───── Página
Possui características próprias, conforme será exposto a seguir. “São considerados elementos essenciais para formação do contrato de seguro: (I) o segurado; (II) o segurador; (III) o risco; (IV) o objeto do seguro; (V) o prêmio; e, (VI) a prestação do segurador ou indenização” (MATOS E MOLINA, 2006. p. 33).

Assim, o segurador é sempre uma pessoa jurídica autorizada a exercer a atividade e o segurado, pessoa física ou jurídica que necessite dos serviços prestados por esta. O interesse pode envolver assuntos referentes à pessoa ou coisa, sendo o objeto do contrato a garantia do interesse legítimo.

Em se tratando de seguros de vida ou de pessoa, existe outra figura envolvida na relação, a do beneficiário: aquele a quem a indenização é paga caso ocorra um sinistro com o titular do seguro.

A relação securitária traz benefício e ônus patrimonial para ambas as partes, manifestando sua onerosidade. O segurado paga ao segurador um prêmio e recebe deste a garantia pactuada caso ocorra o sinistro.
──────────
Objetivo A: Conte quantas linhas dos registros contêm a palavra "forest", diferenciando maiúsculas de minúsculas, e informe apenas o número.
───── Registros exibidos
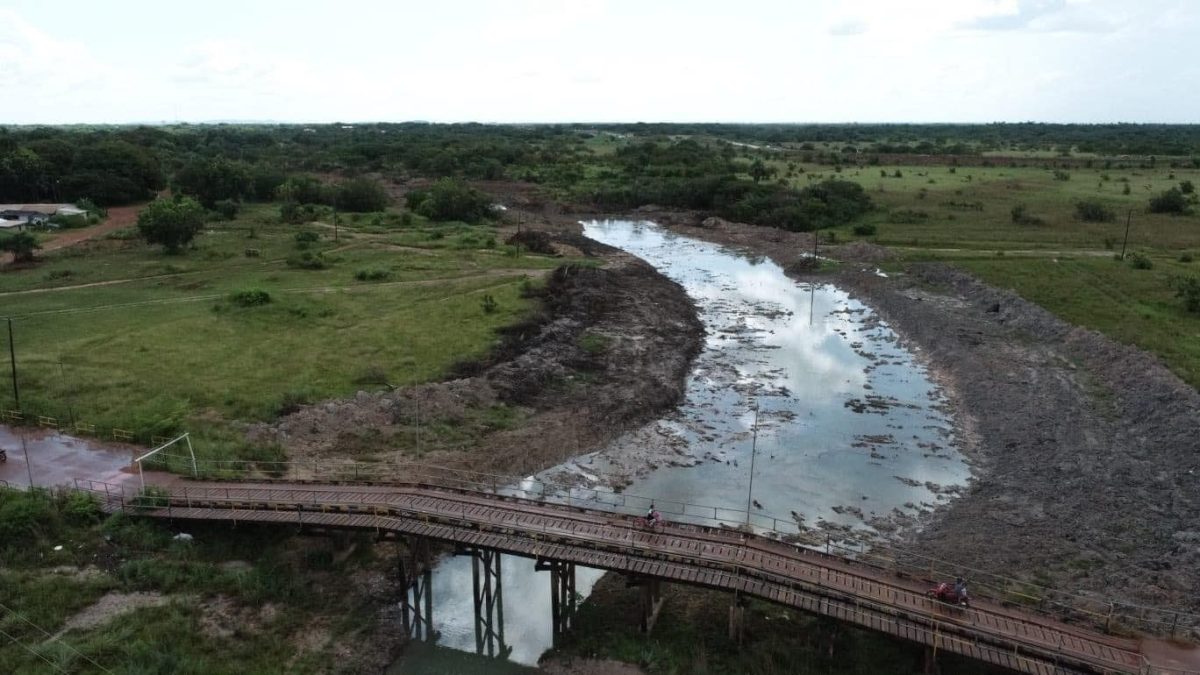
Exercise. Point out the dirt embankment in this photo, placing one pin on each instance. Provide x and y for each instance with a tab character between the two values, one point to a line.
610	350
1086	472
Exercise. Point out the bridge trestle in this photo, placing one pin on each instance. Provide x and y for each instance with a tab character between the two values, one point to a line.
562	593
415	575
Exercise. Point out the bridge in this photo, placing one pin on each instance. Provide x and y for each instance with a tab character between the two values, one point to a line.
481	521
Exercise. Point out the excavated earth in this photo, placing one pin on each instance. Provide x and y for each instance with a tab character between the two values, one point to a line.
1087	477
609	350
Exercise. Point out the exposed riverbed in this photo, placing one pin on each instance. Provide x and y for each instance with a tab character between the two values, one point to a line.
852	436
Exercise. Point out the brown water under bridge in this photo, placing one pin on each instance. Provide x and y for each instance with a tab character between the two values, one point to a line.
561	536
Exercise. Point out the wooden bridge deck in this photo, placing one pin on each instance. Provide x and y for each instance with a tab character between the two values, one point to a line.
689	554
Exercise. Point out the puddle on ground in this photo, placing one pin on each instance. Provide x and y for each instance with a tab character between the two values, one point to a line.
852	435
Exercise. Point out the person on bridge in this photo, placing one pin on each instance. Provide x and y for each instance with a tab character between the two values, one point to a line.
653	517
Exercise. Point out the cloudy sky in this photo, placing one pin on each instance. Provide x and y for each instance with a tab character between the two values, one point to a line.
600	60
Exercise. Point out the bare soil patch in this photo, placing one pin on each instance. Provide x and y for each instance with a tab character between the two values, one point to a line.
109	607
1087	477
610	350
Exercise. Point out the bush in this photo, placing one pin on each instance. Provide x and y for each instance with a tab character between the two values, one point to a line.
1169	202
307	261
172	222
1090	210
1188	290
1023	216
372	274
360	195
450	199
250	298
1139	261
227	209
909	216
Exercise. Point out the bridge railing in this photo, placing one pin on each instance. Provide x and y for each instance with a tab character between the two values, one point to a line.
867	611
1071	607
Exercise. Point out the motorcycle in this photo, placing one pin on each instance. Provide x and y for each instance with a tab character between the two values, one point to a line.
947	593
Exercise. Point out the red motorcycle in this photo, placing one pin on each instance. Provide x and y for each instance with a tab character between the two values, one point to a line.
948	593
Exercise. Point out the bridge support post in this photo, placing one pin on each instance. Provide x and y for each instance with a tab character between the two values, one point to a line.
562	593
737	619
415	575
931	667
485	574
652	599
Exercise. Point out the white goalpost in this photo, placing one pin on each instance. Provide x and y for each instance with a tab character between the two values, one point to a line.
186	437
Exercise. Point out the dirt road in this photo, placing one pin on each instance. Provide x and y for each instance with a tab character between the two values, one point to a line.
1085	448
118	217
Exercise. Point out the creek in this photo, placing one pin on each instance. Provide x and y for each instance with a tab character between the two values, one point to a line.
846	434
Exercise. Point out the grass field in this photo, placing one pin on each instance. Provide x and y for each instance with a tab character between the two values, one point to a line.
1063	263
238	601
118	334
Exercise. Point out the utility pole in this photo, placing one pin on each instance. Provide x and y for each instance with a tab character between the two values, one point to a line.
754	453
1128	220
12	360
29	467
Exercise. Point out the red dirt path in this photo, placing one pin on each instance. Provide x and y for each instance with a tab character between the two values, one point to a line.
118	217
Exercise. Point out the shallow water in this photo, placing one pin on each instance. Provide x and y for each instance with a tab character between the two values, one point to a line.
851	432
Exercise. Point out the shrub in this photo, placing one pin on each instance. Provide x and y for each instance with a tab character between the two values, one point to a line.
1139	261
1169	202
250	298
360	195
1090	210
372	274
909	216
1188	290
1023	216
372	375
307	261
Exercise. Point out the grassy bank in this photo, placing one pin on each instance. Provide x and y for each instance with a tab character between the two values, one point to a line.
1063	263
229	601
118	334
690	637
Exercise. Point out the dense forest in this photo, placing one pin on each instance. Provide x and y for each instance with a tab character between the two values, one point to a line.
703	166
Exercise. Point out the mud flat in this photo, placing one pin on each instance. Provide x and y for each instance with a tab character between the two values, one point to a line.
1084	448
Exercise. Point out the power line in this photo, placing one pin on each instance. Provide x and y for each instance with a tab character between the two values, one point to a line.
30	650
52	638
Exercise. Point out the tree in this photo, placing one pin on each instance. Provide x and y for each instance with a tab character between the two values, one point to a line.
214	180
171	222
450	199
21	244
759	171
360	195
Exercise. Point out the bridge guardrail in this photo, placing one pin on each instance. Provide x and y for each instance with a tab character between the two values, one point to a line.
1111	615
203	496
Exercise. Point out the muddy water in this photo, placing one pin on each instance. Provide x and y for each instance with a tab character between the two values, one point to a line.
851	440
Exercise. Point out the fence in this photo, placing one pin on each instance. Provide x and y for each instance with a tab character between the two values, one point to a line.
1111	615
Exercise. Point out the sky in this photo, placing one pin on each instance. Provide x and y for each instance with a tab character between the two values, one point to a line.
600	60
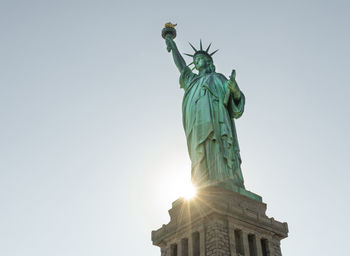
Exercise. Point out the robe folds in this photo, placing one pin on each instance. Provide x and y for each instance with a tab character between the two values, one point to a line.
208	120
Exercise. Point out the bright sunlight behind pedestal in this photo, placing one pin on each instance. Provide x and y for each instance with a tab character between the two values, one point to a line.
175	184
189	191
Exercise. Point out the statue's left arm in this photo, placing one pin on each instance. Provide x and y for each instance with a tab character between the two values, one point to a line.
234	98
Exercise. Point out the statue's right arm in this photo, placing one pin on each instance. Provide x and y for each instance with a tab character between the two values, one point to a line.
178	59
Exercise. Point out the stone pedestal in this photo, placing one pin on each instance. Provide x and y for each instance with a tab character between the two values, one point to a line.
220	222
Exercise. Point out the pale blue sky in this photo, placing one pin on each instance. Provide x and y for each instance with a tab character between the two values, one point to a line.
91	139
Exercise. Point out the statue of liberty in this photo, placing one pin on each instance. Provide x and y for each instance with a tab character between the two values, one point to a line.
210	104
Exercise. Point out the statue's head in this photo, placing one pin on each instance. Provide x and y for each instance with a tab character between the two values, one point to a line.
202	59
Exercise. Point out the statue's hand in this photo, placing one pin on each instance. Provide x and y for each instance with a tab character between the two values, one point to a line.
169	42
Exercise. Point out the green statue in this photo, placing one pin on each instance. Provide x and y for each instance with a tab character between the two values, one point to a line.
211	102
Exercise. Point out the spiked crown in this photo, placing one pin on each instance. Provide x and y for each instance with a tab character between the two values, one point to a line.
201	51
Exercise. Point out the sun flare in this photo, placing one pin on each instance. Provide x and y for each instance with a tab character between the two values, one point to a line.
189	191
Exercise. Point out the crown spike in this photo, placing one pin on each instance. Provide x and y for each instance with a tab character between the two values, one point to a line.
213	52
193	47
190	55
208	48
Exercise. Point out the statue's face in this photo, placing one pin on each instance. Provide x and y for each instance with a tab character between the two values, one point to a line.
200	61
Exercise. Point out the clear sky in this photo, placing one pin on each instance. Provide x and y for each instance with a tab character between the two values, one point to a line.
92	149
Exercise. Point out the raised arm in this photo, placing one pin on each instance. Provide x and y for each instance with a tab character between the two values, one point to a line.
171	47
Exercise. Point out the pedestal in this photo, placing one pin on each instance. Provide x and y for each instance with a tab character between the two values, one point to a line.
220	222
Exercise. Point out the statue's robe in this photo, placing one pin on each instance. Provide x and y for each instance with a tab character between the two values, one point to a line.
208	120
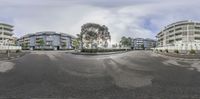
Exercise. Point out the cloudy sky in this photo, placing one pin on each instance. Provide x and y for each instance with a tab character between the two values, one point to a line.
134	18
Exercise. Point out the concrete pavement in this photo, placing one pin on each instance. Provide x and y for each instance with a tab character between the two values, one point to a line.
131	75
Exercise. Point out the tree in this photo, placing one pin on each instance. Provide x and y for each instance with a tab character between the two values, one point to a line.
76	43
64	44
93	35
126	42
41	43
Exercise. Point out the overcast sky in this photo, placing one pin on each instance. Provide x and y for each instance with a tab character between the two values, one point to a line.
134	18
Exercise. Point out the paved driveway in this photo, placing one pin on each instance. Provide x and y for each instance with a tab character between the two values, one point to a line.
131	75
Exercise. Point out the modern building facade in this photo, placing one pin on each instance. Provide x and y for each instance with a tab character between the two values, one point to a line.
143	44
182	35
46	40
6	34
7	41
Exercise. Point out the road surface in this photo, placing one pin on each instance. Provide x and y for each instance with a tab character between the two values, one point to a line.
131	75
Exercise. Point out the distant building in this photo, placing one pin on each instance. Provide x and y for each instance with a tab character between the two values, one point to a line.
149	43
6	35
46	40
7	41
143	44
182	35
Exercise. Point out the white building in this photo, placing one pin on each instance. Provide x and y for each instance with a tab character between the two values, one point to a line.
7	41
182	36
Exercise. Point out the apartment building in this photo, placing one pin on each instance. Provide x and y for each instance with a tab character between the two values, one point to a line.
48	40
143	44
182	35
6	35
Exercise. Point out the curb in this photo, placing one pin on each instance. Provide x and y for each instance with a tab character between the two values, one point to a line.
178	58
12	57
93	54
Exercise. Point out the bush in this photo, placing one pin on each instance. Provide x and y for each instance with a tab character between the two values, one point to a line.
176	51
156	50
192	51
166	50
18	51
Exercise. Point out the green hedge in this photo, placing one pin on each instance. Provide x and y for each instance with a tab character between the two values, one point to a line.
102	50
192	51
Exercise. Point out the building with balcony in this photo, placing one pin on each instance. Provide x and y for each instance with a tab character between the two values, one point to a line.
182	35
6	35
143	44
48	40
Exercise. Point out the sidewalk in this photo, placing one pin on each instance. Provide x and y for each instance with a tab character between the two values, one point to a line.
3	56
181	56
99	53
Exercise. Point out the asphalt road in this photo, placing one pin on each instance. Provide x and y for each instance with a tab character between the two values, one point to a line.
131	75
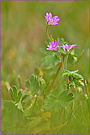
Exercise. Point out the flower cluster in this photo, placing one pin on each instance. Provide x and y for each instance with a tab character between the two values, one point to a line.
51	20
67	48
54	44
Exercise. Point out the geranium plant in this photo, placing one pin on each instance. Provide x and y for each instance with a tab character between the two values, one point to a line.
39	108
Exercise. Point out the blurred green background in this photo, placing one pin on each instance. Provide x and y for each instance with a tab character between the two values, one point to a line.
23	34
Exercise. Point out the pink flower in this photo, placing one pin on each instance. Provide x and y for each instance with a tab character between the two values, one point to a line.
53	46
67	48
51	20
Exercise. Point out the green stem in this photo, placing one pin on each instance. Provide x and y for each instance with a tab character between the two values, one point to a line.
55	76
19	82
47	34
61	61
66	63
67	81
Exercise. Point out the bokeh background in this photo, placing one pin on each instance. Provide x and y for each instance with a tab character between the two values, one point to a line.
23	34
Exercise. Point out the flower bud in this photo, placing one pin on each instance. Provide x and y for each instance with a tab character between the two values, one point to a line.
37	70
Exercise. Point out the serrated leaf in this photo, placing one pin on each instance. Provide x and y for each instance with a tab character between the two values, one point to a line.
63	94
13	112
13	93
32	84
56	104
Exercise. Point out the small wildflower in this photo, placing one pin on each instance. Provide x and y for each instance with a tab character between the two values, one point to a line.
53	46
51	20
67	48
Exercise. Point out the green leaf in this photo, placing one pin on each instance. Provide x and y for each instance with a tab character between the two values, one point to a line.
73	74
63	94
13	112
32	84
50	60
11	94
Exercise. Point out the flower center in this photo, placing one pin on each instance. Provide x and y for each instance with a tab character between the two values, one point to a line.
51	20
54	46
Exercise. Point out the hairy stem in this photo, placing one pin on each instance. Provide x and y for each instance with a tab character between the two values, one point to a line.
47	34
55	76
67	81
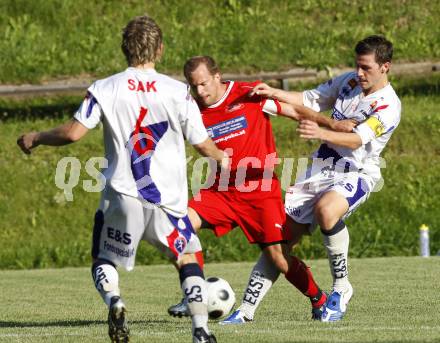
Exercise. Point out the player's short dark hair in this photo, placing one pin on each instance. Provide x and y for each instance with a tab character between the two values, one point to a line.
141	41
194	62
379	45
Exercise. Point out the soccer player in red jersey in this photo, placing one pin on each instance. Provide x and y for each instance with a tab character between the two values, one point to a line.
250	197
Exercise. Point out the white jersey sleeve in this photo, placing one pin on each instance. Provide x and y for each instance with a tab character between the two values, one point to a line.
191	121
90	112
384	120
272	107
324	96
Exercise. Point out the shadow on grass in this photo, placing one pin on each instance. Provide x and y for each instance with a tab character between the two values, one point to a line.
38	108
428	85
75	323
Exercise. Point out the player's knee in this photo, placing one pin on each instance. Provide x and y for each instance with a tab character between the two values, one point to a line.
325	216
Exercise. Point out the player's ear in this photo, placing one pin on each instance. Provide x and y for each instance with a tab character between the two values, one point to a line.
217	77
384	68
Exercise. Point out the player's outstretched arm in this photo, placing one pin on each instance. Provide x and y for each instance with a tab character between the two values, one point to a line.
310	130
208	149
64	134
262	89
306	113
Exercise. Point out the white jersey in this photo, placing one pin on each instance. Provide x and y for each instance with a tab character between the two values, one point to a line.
──────────
Objetivo B: Reescreva o trecho da página sobre o contrato de seguro que começa com as palavras "Possui características próprias, conforme" e termina com "2006. p. 33).", substituindo "prêmio" por "pagamento".

Resposta esperada A: 1

Resposta esperada B:
Possui características próprias, conforme será exposto a seguir. “São considerados elementos essenciais para formação do contrato de seguro: (I) o segurado; (II) o segurador; (III) o risco; (IV) o objeto do seguro; (V) o pagamento; e, (VI) a prestação do segurador ou indenização” (MATOS E MOLINA, 2006. p. 33).